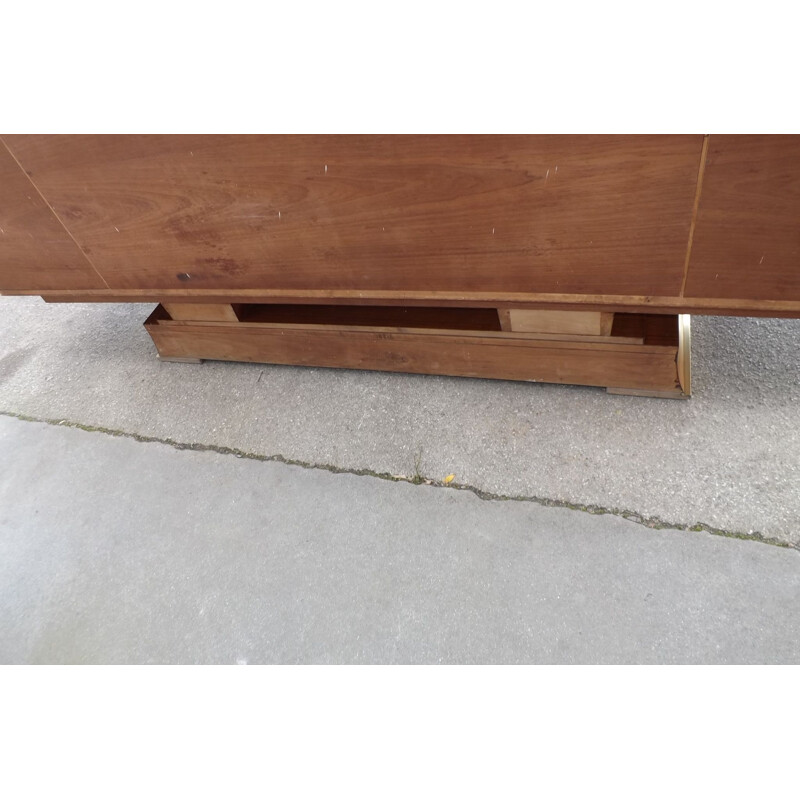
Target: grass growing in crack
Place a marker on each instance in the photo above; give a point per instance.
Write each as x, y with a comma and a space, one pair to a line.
418, 477
654, 523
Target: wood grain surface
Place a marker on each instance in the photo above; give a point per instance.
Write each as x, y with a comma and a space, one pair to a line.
619, 365
747, 235
36, 252
578, 215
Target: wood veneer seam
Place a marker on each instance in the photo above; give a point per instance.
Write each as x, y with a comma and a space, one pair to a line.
698, 191
53, 212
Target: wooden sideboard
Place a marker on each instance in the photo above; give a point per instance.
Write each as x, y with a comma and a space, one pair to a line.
521, 248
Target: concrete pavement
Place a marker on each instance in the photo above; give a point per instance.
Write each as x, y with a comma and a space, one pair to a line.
183, 533
119, 551
727, 459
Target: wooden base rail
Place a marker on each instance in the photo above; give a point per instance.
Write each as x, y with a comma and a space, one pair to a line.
641, 354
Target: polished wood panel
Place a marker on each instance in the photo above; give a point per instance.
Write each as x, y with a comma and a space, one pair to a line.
36, 253
567, 302
532, 214
747, 236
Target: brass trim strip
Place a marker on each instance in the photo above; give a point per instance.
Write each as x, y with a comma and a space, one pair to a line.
685, 353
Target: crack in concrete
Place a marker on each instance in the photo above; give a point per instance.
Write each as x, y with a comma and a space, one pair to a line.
653, 523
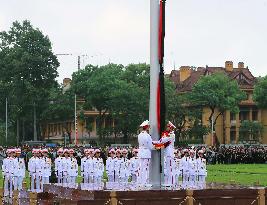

----

## HOW TO COMPLETE THIS TASK
When you give the entries again, keep them exact and omit any picture they contain.

## ANSWER SPACE
Target: grass growing in crack
Place a marker on each instance in the photo above; give a point per instance.
Write each as x, y with a comma and a space, one pair to a line.
418, 477
654, 523
Target: wood grain surface
Place a marker on each instance in the photo above; give a point per instance.
Write each as x, y with a comma and a space, one pair to a line.
619, 365
747, 235
36, 252
578, 215
Target: wood veneer seam
Place a marker on each instance in the photo above; give a point per instance.
Write each as x, y with a comma and a space, one pair to a line.
698, 191
53, 212
Target: wooden sideboard
Place a marker on each instance in the photo above; give a point per instance.
Write each as x, y with a comma and a space, one pair to a line.
521, 248
Target: concrete pavement
Place a marker on each instance in the photo above; give a point per instance.
Write each as x, y with a comma and a space, one pair to a line.
183, 533
119, 551
727, 459
Target: wooden base rail
Place a marker on each instance in the photo above; give a point per instance.
Write each as x, y with a comma and a space, one pair to a line.
641, 354
Target: polished wood panel
Place a marker on each instance in the photo above; give a point per instance.
Write each as x, y with a comma and a space, one pair to a line.
36, 253
567, 302
532, 214
747, 236
Target: brass trim strip
Place a marker on each instance in the photo above; give a point per instance.
Write each as x, y with a comma and a space, one pair to a line.
685, 353
Target: crack in concrete
Place a marker on each instance in the photo above; give a point per instance.
Write each as x, y with a comma and a space, one pair to a line.
653, 523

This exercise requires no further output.